═══ Data supplied
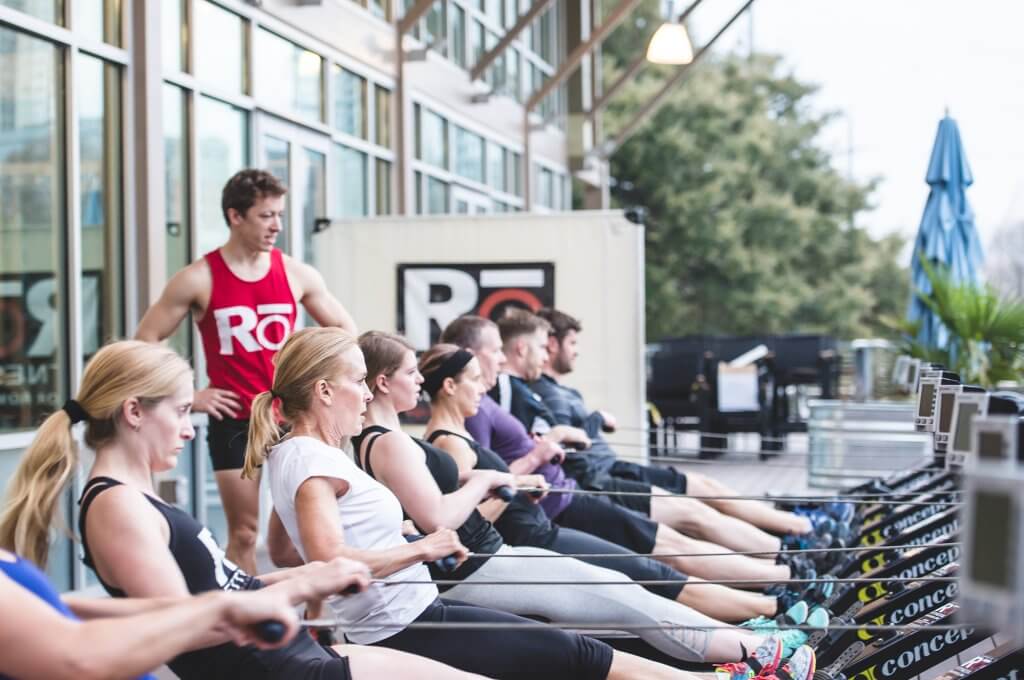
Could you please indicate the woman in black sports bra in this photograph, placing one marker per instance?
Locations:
══════
═══ Data supplied
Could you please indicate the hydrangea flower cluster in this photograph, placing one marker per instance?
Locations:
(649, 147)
══════
═══ Data supplied
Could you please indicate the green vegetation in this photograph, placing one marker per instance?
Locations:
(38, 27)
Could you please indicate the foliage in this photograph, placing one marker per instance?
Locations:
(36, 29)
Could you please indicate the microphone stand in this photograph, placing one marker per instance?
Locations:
══════
- _Problem to work on_
Please pick out every line in the records that contains the word "instance" and copy each one in full.

- _Response to the exercise_
Could you please indicate the woman in black sports bra in this photograph, placing one marker per instance?
Could you please indicate the hydrangea flower cluster in this photograph, placing one marker per instance?
Could you please indicate the green vegetation in this photograph, placing one marker per instance?
Could you please indicate the foliage in this photograph, placing one marker per instance?
Could you please indicate the microphone stand in this photograph, placing one marker per instance?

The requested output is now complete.